Les Arabes ont trahi l'Empire ottoman

Le contexte de l'abolition du califat en Turquie (1924)

XVIe-XVIIe siècles : les musulmans puritains s'opposent à l'islam officiel ottoman

Les intellectuels islamistes et la révolution jeune-turque

La Turquie d'Atatürk et les salafistes-wahhabites du monde arabe 

La montée du nationalisme arabe sous Abdülhamit II




François Georgeon, Abdülhamid II : le sultan calife (1876-1909), Paris, Fayard, 2003, p. 109-110 :

"La situation dans les provinces arabes au lendemain de la crise de 1875-1878 donne également des inquiétudes au sultan. Confrontés à la défaite de 1878 et à l'affaiblissement du pouvoir central, les notables arabes s'interrogent sur leur avenir. Que va-t-il se passer en cas d'effondrement et de partage de l'Empire ? Que vont devenir les provinces arabes ? Dans le Hedjaz, le chérif de La Mecque, Hussein, commence à chercher des appuis du côté des Anglais. En Syrie éclate au printemps 1880 « l'affaire des placards » ; des affiches collées sur les murs à Beyrouth et à Damas appellent les Arabes à se réveiller, à se libérer du joug des Turcs et à réaliser l'unité de la patrie syrienne."

Données affichées >>
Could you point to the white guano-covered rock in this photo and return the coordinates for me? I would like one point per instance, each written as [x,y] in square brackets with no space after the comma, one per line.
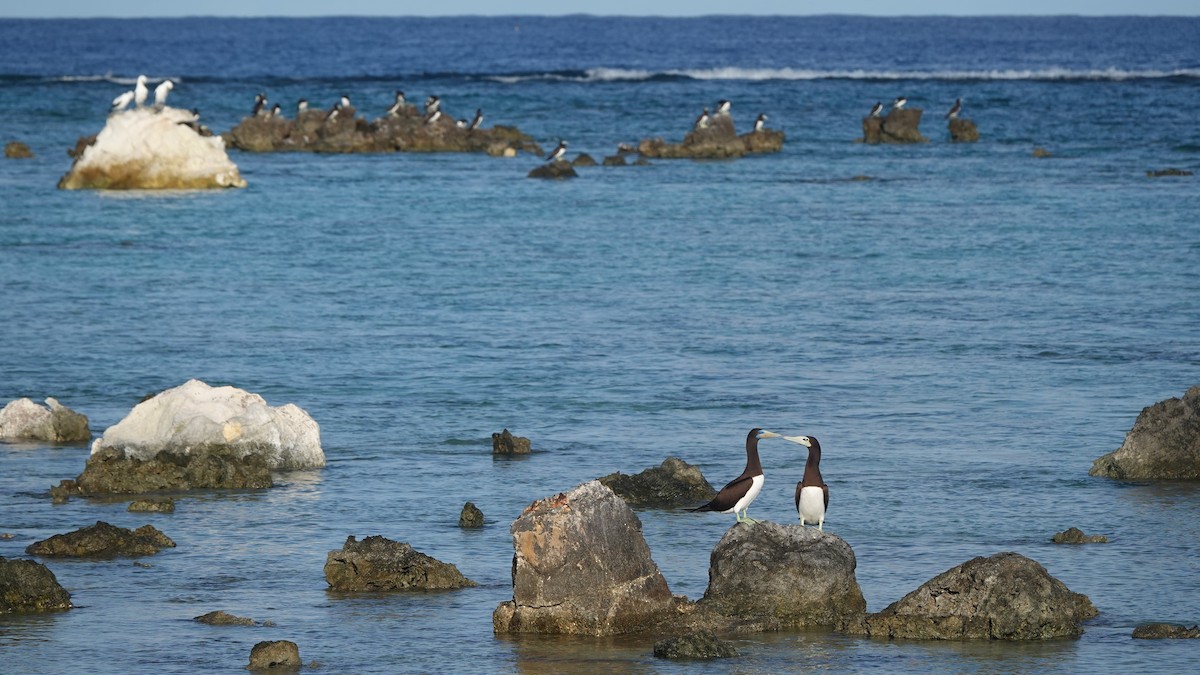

Objectif >> Poursuivez l'extrait sur la montée du nationalisme arabe sous Abdülhamit II, en reprenant juste après sa dernière phrase.

Résultat obtenu >>
Jacques Baulin, Face au nationalisme arabe, Paris, Berger-Levrault, 1959, p. 14-15 :

"Il ne faudrait surtout pas croire que ces phénomènes [de prise de conscience nationaliste] apparaissent uniquement dans les domaines coloniaux des puissances européennes. La Sublime Porte, elle aussi, se heurta à un nationalisme arabe d'essence intellectuelle. Mais là, le problème se présentait sous un jour sensiblement différent.

Certes, les maîtres de l'Empire ottoman condescendaient à « civiliser » les « Arabes barbares » en leur entrebaillant les portes des universités turques. Mais ce sont surtout des institutions européennes qui s'attelèrent à cette tâche éducative.

« L'histoire du mouvement national en Syrie, écrit Georges Antonius dans son Réveil arabe, coïncide avec la fondation à Beyrouth vers 1850 d'une modeste société littéraire sous patronage américain... quand cinq jeunes gens éduqués au Collège protestant formèrent une société secrète... »

Les institutions catholiques françaises se multiplient de leur côté au Levant. La situation est telle que le comte de Petiteville, consul général de France à Beyrouth, écrit à son ministre des Affaires étrangères en 1888 : « Nous assistons aux prémisses d'une révolution... L'on doit admettre que nos collèges sont, dans une certaine mesure, la cause de cette révolution... »

Ces intellectuels ne disposent pourtant pas de débouchés : dans le système ottoman, le fonctionnariat restait le monopole des Anatoliens. L'intelligentsia arabe se lance donc dans l'action politique.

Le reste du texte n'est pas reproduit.